◆ **TRY IT**
An exact reprint of all the records is the expected answer.

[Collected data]
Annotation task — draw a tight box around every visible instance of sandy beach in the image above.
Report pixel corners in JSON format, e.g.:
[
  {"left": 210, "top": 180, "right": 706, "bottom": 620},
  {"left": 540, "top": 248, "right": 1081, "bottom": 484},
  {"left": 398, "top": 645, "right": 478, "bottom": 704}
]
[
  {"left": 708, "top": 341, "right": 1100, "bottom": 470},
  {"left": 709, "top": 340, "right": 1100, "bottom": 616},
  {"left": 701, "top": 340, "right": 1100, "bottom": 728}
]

◆ **FINAL ANSWER**
Annotation task — draw a tight box around every visible instance of sandy beach in the image above.
Report pixel corners in JSON format, e.g.:
[
  {"left": 210, "top": 180, "right": 706, "bottom": 620},
  {"left": 540, "top": 248, "right": 1081, "bottom": 484},
  {"left": 398, "top": 645, "right": 478, "bottom": 704}
]
[
  {"left": 708, "top": 341, "right": 1100, "bottom": 470},
  {"left": 709, "top": 340, "right": 1100, "bottom": 616},
  {"left": 701, "top": 340, "right": 1100, "bottom": 728}
]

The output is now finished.